> PROBLEM REQUIREMENTS: Can you extract every line of the items below and reproduce each one character for character?

> MATERIAL SHOWN:
* * * * * * *
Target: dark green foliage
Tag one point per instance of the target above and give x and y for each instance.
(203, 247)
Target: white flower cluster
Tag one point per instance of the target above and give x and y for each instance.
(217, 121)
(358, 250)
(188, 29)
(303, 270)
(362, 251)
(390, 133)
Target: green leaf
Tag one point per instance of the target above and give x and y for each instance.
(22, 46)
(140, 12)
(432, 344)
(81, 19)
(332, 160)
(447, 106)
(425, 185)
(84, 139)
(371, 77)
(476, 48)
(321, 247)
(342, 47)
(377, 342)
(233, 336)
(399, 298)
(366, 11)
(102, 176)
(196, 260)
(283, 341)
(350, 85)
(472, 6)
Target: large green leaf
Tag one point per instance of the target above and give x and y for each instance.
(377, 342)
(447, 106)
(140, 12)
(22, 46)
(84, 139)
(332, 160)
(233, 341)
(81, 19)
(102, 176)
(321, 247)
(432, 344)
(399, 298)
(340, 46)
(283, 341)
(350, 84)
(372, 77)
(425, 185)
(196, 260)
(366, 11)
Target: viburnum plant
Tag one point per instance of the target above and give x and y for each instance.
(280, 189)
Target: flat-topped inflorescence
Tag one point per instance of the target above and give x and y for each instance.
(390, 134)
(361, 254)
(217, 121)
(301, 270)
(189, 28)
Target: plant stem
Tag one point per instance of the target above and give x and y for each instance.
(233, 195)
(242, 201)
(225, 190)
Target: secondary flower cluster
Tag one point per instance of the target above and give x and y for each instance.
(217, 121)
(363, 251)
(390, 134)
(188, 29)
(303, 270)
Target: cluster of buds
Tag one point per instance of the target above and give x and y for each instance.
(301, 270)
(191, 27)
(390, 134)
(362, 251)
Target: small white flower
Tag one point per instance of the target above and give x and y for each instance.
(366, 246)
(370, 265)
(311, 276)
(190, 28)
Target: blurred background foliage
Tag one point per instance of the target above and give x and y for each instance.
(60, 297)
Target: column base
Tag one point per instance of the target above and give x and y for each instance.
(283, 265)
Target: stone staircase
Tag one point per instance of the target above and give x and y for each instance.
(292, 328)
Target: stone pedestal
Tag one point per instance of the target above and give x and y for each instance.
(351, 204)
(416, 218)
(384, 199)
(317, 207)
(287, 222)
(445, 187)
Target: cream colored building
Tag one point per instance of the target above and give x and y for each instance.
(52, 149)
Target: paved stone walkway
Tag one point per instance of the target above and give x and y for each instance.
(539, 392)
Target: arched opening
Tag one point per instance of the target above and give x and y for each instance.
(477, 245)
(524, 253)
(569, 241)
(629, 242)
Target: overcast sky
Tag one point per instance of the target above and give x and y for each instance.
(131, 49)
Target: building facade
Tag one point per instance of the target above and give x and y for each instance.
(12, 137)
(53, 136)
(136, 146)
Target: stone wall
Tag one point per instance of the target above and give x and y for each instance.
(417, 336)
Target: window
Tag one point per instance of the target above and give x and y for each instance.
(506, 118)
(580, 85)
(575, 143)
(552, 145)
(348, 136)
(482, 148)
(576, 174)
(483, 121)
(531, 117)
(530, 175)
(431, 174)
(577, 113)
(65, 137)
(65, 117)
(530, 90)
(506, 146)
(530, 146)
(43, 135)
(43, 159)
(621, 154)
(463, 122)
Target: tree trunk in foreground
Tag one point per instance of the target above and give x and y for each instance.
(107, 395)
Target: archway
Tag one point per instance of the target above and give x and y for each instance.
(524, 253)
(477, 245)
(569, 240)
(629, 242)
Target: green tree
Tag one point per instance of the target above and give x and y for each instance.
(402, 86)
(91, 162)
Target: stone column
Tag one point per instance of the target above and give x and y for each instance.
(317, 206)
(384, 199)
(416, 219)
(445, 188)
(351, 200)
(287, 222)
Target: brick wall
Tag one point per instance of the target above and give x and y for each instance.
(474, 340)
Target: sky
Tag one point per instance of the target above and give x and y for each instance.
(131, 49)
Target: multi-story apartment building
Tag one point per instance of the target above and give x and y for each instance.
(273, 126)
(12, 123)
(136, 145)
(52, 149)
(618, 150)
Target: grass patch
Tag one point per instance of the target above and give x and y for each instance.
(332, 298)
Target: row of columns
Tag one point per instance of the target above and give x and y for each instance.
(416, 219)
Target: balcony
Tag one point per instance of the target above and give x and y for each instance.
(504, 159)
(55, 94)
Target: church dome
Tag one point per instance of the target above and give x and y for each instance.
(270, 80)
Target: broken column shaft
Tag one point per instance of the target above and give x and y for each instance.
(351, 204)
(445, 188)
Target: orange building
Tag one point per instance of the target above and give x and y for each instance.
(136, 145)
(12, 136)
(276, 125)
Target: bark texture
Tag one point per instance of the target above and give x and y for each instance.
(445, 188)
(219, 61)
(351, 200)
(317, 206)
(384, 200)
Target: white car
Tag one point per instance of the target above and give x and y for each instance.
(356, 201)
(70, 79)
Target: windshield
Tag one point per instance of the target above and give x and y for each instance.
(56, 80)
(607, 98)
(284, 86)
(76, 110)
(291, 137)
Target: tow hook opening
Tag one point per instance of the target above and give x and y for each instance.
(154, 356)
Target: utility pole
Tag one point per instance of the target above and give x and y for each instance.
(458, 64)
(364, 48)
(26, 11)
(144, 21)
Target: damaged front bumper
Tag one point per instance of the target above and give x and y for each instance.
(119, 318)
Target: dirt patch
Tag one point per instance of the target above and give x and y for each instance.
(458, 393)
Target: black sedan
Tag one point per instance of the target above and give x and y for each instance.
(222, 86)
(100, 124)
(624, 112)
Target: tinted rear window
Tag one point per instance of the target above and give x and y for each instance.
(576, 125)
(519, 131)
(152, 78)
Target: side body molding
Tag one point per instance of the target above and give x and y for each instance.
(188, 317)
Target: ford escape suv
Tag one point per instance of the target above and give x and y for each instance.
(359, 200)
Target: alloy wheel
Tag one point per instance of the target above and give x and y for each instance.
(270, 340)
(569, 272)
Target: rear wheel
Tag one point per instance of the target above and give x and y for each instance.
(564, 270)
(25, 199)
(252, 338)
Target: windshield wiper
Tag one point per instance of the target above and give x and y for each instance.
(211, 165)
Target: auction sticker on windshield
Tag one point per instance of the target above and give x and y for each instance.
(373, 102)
* * * * * * *
> ANSWER TO THIS PROBLEM:
Target: dark green foliage
Tag one point per instance of the target above and give x and y for each instance.
(203, 247)
Target: white flower cluster
Tag one point per instance of the target above and give x and y for each instance.
(217, 121)
(358, 250)
(188, 29)
(303, 270)
(362, 251)
(390, 133)
Target: green leaf
Tag one point per instance of the target above and give x and y for each instance.
(22, 46)
(140, 12)
(432, 344)
(81, 19)
(332, 160)
(447, 106)
(425, 185)
(84, 139)
(371, 77)
(476, 48)
(321, 247)
(342, 47)
(377, 342)
(233, 336)
(399, 298)
(366, 11)
(102, 176)
(196, 260)
(283, 341)
(350, 85)
(472, 6)
Target: large green leaf
Tag one point per instance of the target above and give x and y for each instance.
(377, 342)
(447, 106)
(140, 12)
(22, 46)
(84, 139)
(332, 160)
(233, 341)
(81, 19)
(102, 176)
(321, 247)
(432, 344)
(399, 298)
(340, 46)
(283, 341)
(350, 84)
(372, 77)
(425, 185)
(196, 260)
(366, 11)
Target: viburnum plant
Tag one point per instance of the target above and give x and y for each instance.
(280, 189)
Target: flat-topped inflorescence
Tag one point per instance of the target above and give x and y for each instance.
(390, 134)
(361, 254)
(217, 121)
(301, 270)
(189, 28)
Target: plant stem
Tag one point per instance of the target above and give x and y for each instance.
(233, 195)
(242, 201)
(225, 190)
Target: secondary flower cluster
Tag one point per instance of the target above and give x and y for each instance.
(217, 121)
(363, 251)
(390, 134)
(188, 29)
(303, 270)
Target: cluster of buds
Tag one point per instance of the target above and give x and y for each instance.
(301, 270)
(191, 27)
(390, 134)
(362, 251)
Target: small white flower
Tag one point per instance of the target above and give x and y for each instance.
(366, 246)
(370, 265)
(311, 276)
(190, 28)
Target: blurred background foliage
Tag one point per instance of the target above and give x and y for each instance.
(60, 297)
Target: column base
Tag one point per instance of the target above and give x and y for each instance.
(283, 265)
Target: stone staircase
Tag one point per instance of the target above and give x and y for each instance.
(292, 328)
Target: stone pedestal
Tag one point per instance of the target above and give x and y for each instance.
(351, 204)
(416, 218)
(384, 199)
(317, 207)
(287, 222)
(445, 187)
Target: cream colored building
Tag one point per instance of the target above and give x and y for each instance.
(52, 149)
Target: paved stone walkway
Tag one point per instance of the target above and give x and y for each instance.
(539, 392)
Target: arched opening
Tag one point per instance of the target above and give x and y for each instance.
(477, 245)
(524, 253)
(569, 241)
(629, 242)
Target: overcast sky
Tag one point per instance of the target above and give x and y for each instance.
(131, 49)
Target: building facade
Tag one point per instance of the target above and give x and y for each instance.
(12, 137)
(53, 136)
(136, 146)
Target: stone wall
Tag one point per instance of the target above and give x and y for each instance.
(417, 336)
Target: window
Tag one point per instance of the target above and give x and y for each instance.
(506, 118)
(580, 85)
(575, 143)
(552, 145)
(348, 136)
(482, 148)
(576, 174)
(483, 121)
(531, 117)
(530, 175)
(431, 174)
(577, 113)
(65, 137)
(65, 117)
(530, 90)
(506, 146)
(530, 146)
(43, 135)
(43, 159)
(621, 154)
(463, 122)
Target: tree trunk in foreground
Tag one point per instance of the target above and give x and y for each instance.
(107, 395)
Target: archway
Tag one point per instance of the target above and give x and y for each instance.
(524, 253)
(477, 245)
(569, 240)
(629, 242)
Target: green tree
Tag one point per instance of the target above and give x and y for each instance.
(402, 86)
(91, 162)
Target: stone column
Tag one point per instance of the target above and give x and y for each instance.
(317, 206)
(384, 199)
(416, 219)
(445, 188)
(351, 200)
(287, 222)
Target: brick wall
Tag one point per instance of the target above and give x and y for each instance.
(474, 340)
Target: sky
Tag one point per instance of the target above and give x and y for each instance.
(131, 49)
Target: multi-story apartment building
Tag one point per instance of the target above and give x and y for each instance.
(273, 126)
(12, 123)
(136, 145)
(52, 149)
(618, 150)
Target: grass patch
Tag one point per instance of the target above and give x and y for each instance.
(332, 298)
Target: row of columns
Tag one point per instance of the target above and give x and y for each instance.
(416, 219)
Target: balcony
Tag one point per instance of the target above and give x and y for each instance.
(504, 159)
(55, 94)
Target: church dome
Tag one point per instance of the target above and give x and y for each instance.
(270, 80)
Target: broken column shaft
Tag one point per instance of the target above and give x and y for each instance.
(351, 204)
(445, 188)
Target: orange building
Tag one point per instance of the target above and give x and y for each instance.
(136, 145)
(12, 136)
(276, 125)
Target: bark texture
Tag one point per instance of the target above and give x and y for each instance.
(445, 188)
(219, 61)
(351, 200)
(317, 206)
(384, 200)
Target: white car
Tag one point per instance of the target above and give x and y for each instance.
(356, 201)
(70, 79)
Target: windshield
Tag one point per instance of the target above and give x and y for each instance.
(56, 80)
(607, 98)
(284, 86)
(76, 110)
(291, 137)
Target: tow hook opening
Tag one point per instance of the target above and give x and y for each instance.
(154, 356)
Target: utility pole
Tag one point per instance of the target above and give x and y for each instance.
(458, 64)
(364, 48)
(26, 11)
(144, 21)
Target: damaged front bumper
Tag one point per instance of the target above and give x and y for each instance.
(119, 318)
Target: dirt patch
Tag one point per instance of the target above and give x and y for each instance.
(458, 393)
Target: black sedan
Tag one point per instance of the target above and give x and y for each instance.
(222, 86)
(100, 124)
(624, 112)
Target: tinted rear window
Tag one point per instance of the target above and give x and y for each instance.
(576, 125)
(519, 131)
(152, 78)
Target: side body molding
Tag one point per instance of the target above and give x and y for each instance.
(188, 317)
Target: ford escape suv
Tag one point per instance of the target above and give x and y for each instance.
(359, 200)
Target: alloy wheel
Tag one point per instance of the target above and give x and y for each instance.
(270, 340)
(569, 272)
Target: rear wheel
Tag one point per instance of the target above and give x and y for each instance.
(564, 270)
(25, 199)
(252, 338)
Target: windshield wiper
Tag one point per instance of the target above and give x and y for each instance.
(211, 165)
Target: auction sticker on windshield
Tag one point per instance of the target above and give x and y for each instance.
(373, 102)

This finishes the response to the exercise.